-- Start of Quoted passage --

# Opening Up A New Can Of Worms!!!!



## ScorchN200SX (Aug 13, 2002)

Guys, I would like to open up this thread to New Ideas.... What would you like to see made for you Nissans, This thread is not limitted to just the B14. 

Just some thaughts,

C/F Canards
C/F Bumper diffusors
C/F Vents

What are your Ideas????????????????????


----------



## zeno (Sep 17, 2002)

I want a Nightrider or General Lee conversion kit.


----------



## 1CLNB14 (Apr 30, 2002)

I'm getting those vents!


----------



## NissanTuner (Dec 1, 2002)

CF rear view mirror housings
CF trunk lid
CF door panels


----------



## LIUSPEED (May 29, 2002)

DO LUCK FENDERS !!! i want them


----------



## MP2050 (May 1, 2002)

Custom Carbon-Fiber wing and Hood Scoops. Also how about the middle panel in between the windows... 

Oh and scorchin...I need those tweeter pods man!!!!!


----------



## sethwas (Apr 30, 2002)

Well,
There is always door handles for those into that sort of thing. I prefer the door sill type of things.

Seth

P.S. does it have to be carbon fibre. What about fibre glass or al-you-mini-um (rhymes with jag-you-are). I guess it is something that goes in a mold so that rules out the last one.

-- End of Quoted passage --

__Directive a__.
Repeat the part of the forum thread from "DO LUCK FENDERS" up to and including "between the windows..." word for word.
The forum thread and the entries that follow it are unrelated material.

-- Start of Material to process --

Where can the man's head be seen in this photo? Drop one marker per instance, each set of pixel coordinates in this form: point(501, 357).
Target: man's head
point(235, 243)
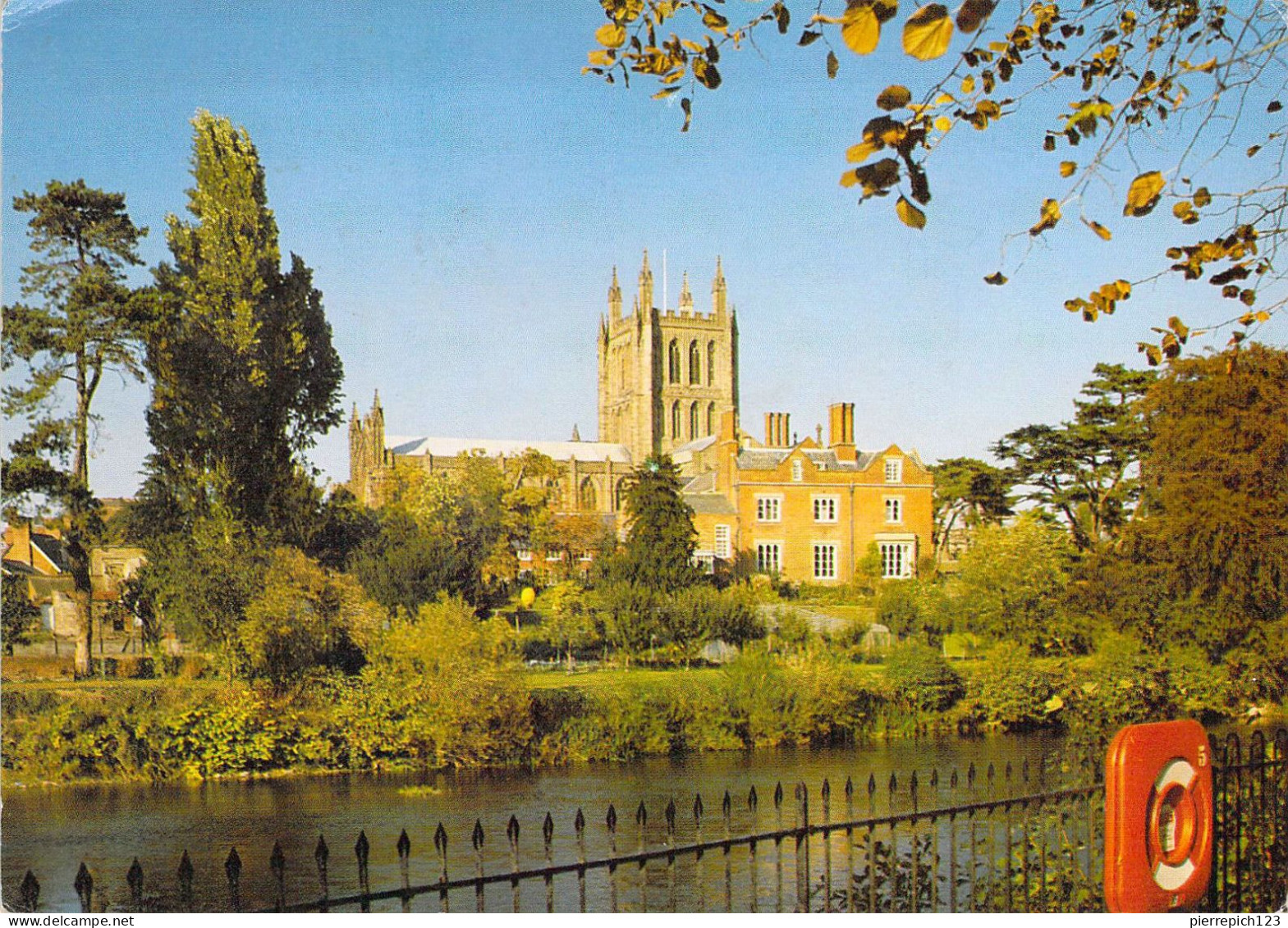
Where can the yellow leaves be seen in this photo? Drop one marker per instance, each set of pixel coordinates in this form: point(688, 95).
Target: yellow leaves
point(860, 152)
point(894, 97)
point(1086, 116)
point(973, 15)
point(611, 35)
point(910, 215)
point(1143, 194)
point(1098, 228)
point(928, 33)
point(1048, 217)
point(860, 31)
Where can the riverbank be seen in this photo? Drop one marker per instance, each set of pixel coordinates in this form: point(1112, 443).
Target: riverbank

-- End of Material to process --
-- Start of Material to process --

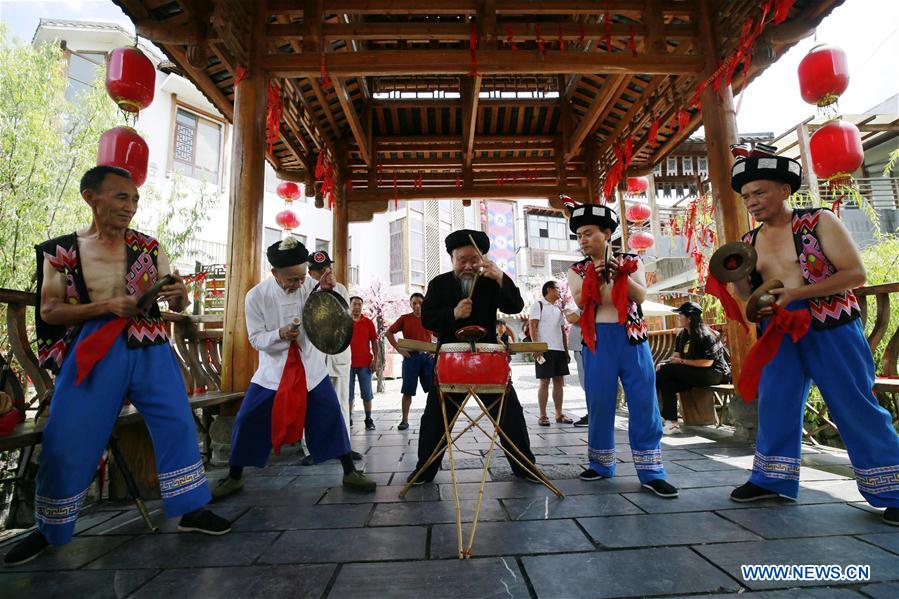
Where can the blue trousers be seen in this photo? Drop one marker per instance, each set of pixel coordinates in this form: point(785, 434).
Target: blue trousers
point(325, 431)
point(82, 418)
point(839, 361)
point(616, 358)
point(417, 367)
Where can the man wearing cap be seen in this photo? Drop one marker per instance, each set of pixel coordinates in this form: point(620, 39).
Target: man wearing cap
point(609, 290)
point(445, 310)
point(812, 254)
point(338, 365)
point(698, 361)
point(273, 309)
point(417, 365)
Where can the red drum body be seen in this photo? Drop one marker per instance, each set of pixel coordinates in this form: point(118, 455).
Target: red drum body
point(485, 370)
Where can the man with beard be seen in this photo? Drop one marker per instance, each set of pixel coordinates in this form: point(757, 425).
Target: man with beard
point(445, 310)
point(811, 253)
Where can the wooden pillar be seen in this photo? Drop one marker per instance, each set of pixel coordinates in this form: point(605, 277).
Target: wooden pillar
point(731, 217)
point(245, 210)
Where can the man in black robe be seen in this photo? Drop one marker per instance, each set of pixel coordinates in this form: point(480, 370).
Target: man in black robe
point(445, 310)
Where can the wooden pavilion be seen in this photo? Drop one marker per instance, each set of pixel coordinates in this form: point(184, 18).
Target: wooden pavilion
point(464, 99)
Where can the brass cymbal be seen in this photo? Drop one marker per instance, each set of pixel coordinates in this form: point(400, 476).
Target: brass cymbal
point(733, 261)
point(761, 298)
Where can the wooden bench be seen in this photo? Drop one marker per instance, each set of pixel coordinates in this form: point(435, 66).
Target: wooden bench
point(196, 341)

-- End of Material to process --
-- Start of Material to process --

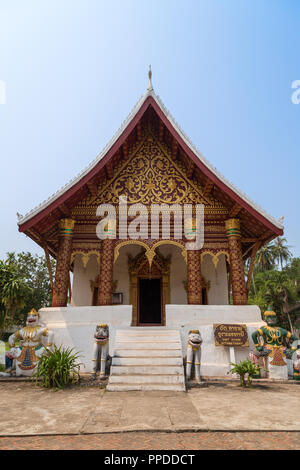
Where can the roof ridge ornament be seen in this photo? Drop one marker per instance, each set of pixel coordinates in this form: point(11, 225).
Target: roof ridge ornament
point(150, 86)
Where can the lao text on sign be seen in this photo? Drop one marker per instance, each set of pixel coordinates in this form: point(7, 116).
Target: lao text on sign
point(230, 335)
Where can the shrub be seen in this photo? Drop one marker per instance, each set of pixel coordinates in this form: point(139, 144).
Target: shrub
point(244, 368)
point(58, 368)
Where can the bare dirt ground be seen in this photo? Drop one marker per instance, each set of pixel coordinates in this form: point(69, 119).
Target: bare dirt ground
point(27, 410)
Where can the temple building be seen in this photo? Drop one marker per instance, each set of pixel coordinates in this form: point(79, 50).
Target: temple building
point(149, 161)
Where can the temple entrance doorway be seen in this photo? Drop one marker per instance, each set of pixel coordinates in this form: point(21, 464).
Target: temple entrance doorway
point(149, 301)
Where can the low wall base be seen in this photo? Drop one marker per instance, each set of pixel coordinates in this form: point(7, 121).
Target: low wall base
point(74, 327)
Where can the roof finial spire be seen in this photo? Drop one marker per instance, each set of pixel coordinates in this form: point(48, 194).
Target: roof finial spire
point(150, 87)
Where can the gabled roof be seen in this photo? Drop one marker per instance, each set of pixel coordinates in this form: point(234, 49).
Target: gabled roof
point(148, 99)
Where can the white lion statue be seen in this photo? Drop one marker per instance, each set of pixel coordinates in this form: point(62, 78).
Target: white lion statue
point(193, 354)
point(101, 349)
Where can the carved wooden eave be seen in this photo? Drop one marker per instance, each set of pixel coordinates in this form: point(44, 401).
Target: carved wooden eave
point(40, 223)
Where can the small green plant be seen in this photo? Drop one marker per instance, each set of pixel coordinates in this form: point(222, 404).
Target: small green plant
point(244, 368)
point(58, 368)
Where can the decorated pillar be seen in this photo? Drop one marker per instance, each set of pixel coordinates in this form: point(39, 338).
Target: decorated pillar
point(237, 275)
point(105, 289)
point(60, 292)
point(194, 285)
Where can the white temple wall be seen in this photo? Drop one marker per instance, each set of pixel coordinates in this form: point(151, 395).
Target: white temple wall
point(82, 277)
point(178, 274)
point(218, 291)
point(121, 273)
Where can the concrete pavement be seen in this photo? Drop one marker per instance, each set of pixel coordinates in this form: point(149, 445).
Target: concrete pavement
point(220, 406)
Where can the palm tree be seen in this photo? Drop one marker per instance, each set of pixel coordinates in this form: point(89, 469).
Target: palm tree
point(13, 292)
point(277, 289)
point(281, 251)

-- End of Material to process --

__Directive b__.
In the entries, switch "temple" to "pagoda" in the lines from the line with "Where can the temple building" up to and including the line with "point(149, 301)", leaving everything else unchanged. Give only those lines.

__Expected output a__.
DO LUCK FENDERS !!! i want them


----------



## MP2050 (May 1, 2002)

Custom Carbon-Fiber wing and Hood Scoops. Also how about the middle panel in between the windows...

__Expected output b__.
Where can the pagoda building be seen in this photo? Drop one marker per instance, each set of pixel coordinates in this form: point(79, 50).
Target: pagoda building
point(149, 161)
Where can the pagoda entrance doorway be seen in this photo? Drop one marker per instance, each set of pixel coordinates in this form: point(21, 464).
Target: pagoda entrance doorway
point(149, 301)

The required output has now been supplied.